Do this:
Would you set down every entry shown below, precisely as written?

Data extract:
┌──
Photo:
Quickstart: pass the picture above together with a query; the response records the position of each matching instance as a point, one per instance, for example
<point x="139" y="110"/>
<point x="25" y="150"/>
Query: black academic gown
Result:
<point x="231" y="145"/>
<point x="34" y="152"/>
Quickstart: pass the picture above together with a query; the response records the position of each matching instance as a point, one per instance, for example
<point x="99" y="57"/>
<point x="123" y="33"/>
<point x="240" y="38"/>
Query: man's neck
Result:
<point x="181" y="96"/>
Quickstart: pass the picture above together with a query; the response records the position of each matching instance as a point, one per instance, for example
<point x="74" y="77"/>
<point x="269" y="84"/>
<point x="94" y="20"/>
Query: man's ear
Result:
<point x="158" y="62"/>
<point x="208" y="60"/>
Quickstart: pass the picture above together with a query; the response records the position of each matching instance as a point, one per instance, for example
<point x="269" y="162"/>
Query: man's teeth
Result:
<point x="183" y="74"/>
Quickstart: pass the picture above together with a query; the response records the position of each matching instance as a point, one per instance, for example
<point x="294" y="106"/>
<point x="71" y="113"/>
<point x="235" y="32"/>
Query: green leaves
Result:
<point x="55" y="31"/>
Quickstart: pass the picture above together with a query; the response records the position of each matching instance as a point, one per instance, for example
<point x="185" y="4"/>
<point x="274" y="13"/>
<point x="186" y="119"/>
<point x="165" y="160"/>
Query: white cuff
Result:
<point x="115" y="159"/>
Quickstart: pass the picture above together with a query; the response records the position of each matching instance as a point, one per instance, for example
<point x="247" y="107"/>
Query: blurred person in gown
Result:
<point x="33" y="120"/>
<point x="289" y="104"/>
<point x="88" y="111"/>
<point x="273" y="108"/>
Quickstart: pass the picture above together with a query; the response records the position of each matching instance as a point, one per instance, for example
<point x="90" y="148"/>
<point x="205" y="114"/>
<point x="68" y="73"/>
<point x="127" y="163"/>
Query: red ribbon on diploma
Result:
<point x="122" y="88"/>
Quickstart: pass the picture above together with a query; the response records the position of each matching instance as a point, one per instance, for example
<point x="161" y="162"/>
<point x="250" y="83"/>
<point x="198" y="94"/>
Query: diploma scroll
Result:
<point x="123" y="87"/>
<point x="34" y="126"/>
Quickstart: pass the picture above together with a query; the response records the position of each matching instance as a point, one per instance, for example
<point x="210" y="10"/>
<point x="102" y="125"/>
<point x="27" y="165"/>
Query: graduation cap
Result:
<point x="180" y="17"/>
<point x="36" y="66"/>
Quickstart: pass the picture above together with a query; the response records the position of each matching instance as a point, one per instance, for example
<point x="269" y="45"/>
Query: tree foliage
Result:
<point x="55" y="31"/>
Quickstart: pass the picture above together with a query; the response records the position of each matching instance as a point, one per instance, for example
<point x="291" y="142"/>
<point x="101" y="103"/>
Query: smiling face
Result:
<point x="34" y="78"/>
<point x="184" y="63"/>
└──
Exercise solution:
Photo:
Quickstart: pass the picture above together with a query; the response records the position of each matching instance as a point, one per instance, for example
<point x="139" y="110"/>
<point x="25" y="150"/>
Query: black academic gown
Result:
<point x="231" y="145"/>
<point x="34" y="152"/>
Quickstart: pass the picture above together with a query; the response records the position of each matching instance as a point, one per instance, for example
<point x="99" y="57"/>
<point x="123" y="33"/>
<point x="240" y="38"/>
Query: man's neck
Result:
<point x="181" y="96"/>
Quickstart: pass the picture above together with a query; the response records the position of each matching instance as a point, one per instance, for example
<point x="74" y="77"/>
<point x="269" y="84"/>
<point x="94" y="20"/>
Query: man's ear
Result:
<point x="158" y="62"/>
<point x="208" y="60"/>
Quickstart: pass the picture above together with a query; the response records the position of each matching instance as a point, one per instance, for example
<point x="269" y="162"/>
Query: man's teeth
Result:
<point x="183" y="74"/>
Quickstart: pass the picture above together with a query; the response records the position of each matching instance as a point, one per instance, for example
<point x="294" y="106"/>
<point x="71" y="113"/>
<point x="235" y="32"/>
Query: green leaves
Result:
<point x="55" y="31"/>
Quickstart: pass the picture above together with a query; the response records the position of each matching instance as a point, one per instance, for example
<point x="185" y="4"/>
<point x="274" y="13"/>
<point x="186" y="119"/>
<point x="165" y="160"/>
Query: white cuff
Result:
<point x="115" y="159"/>
Quickstart: pass the picture above together with a query; the response records the position of each matching instance as a point, one per instance, for example
<point x="247" y="107"/>
Query: blurred person in gown
Result:
<point x="33" y="120"/>
<point x="289" y="104"/>
<point x="88" y="111"/>
<point x="273" y="108"/>
Quickstart: pass the picture above together with a query; the response records the position of each matching instance as a point, one per instance, for example
<point x="90" y="148"/>
<point x="205" y="114"/>
<point x="68" y="73"/>
<point x="127" y="163"/>
Query: red ribbon on diploma
Result:
<point x="122" y="88"/>
Quickstart: pass the picture above together with a query; the response records the position of each matching instance as a point, one per instance, for example
<point x="161" y="162"/>
<point x="250" y="83"/>
<point x="198" y="94"/>
Query: diploma scroll
Result:
<point x="123" y="87"/>
<point x="34" y="126"/>
Quickstart: pass the picture above together with a query; the response records the position of each matching instance as a point, one per instance, for example
<point x="210" y="10"/>
<point x="102" y="125"/>
<point x="27" y="165"/>
Query: graduation cap
Result:
<point x="180" y="17"/>
<point x="36" y="66"/>
Quickstart: pass the picture above together with a query; the response records the position of each matching instance as a point, one per instance, for example
<point x="269" y="45"/>
Query: tree foliage
Result:
<point x="55" y="31"/>
Quickstart: pass the picture above together with a query; the response records the position of each matching instance as a point, one per instance, for example
<point x="291" y="142"/>
<point x="101" y="103"/>
Query: smiling face
Result:
<point x="34" y="78"/>
<point x="184" y="63"/>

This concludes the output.